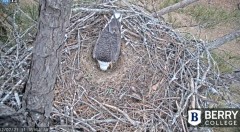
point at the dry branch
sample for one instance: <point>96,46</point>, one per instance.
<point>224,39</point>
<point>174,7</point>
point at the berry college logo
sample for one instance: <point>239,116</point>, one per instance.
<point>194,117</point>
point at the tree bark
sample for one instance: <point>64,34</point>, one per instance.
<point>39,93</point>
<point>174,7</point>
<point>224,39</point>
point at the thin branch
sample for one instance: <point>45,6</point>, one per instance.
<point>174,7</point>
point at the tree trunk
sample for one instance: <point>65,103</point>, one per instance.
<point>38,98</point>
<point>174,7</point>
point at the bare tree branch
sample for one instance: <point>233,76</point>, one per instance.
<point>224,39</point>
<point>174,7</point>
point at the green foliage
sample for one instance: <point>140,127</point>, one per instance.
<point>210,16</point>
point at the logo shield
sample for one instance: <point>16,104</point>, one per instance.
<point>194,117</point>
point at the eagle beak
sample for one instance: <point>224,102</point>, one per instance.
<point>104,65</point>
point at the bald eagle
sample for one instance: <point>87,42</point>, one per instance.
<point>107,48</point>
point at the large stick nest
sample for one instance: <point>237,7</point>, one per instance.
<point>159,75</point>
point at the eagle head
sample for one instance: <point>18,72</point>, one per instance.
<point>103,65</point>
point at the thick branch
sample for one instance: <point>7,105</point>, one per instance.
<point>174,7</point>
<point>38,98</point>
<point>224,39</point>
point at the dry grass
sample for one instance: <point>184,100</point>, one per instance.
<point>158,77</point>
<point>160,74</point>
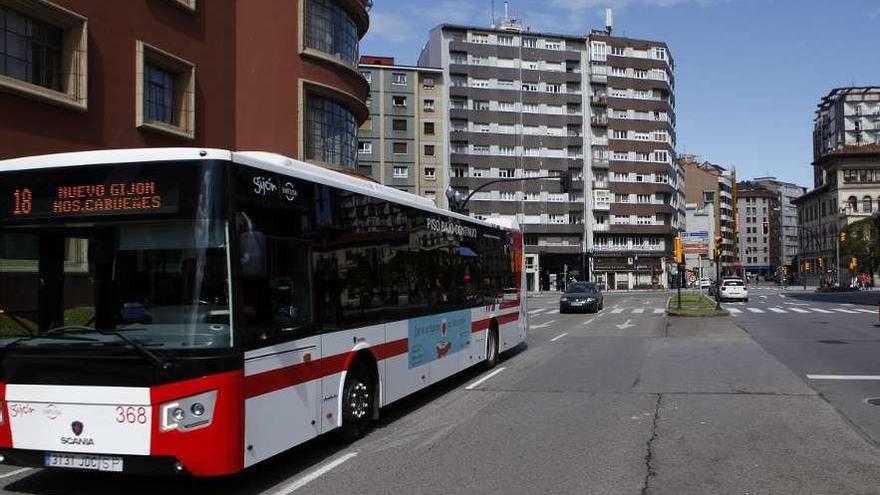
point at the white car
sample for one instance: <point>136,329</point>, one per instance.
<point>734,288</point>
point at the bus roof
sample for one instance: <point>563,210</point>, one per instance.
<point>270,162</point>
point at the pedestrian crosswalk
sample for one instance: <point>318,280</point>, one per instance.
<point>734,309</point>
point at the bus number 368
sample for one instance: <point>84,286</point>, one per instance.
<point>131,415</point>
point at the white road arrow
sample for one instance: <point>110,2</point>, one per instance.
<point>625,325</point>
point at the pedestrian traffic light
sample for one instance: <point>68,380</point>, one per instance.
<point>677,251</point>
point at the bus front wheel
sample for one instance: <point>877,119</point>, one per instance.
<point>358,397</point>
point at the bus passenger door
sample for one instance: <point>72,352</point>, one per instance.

- - -

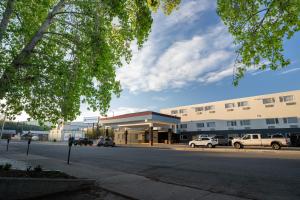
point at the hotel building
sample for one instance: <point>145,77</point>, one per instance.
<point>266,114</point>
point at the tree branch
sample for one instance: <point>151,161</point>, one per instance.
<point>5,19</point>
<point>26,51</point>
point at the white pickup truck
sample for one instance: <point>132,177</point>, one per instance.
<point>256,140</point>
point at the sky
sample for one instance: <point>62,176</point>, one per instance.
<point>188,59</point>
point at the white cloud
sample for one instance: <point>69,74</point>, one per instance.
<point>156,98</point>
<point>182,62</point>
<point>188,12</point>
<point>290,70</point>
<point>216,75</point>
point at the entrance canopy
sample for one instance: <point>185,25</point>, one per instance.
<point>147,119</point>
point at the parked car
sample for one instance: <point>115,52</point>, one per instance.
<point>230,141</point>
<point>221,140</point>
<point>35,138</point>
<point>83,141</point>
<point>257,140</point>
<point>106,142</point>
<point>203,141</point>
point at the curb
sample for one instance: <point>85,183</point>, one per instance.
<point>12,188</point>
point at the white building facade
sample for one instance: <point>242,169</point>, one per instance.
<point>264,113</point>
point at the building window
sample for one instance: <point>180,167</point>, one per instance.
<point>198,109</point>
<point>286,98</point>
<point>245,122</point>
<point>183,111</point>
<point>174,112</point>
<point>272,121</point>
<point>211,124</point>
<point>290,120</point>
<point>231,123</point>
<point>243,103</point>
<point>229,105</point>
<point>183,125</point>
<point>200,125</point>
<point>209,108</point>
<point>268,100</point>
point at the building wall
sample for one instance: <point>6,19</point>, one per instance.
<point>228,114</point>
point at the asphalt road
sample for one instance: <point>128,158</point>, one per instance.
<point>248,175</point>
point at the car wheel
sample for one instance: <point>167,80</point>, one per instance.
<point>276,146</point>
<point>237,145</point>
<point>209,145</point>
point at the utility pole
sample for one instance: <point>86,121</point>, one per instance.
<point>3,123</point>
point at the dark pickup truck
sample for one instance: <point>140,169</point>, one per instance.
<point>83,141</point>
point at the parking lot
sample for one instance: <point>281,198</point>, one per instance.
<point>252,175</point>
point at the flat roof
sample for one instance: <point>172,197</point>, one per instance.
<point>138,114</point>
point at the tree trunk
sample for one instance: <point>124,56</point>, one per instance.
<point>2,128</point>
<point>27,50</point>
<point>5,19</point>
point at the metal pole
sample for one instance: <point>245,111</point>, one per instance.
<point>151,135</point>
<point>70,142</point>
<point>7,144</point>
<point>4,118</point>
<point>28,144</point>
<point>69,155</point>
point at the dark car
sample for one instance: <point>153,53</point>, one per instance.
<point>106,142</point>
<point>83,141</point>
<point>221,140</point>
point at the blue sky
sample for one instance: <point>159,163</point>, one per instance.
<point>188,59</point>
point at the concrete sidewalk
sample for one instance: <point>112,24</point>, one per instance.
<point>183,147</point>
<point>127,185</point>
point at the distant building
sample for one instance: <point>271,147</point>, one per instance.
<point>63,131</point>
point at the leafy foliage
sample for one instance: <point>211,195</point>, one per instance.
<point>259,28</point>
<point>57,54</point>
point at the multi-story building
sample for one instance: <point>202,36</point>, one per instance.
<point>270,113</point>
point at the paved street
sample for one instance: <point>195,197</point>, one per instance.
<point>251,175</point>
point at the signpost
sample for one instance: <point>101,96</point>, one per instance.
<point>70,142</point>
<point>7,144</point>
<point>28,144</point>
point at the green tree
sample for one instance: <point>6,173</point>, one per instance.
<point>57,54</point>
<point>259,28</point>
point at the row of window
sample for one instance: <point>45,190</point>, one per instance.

- - -

_Task directions_
Copy the records above line for line, starting at the line that contains "point at the white road arrow" and ending after the line that contains "<point>677,251</point>".

_Output for this task_
point at the white road arrow
sample for one instance: <point>110,2</point>, one per instance.
<point>625,325</point>
point at the pedestrian traffic light
sample for one instance: <point>68,380</point>, one per instance.
<point>677,251</point>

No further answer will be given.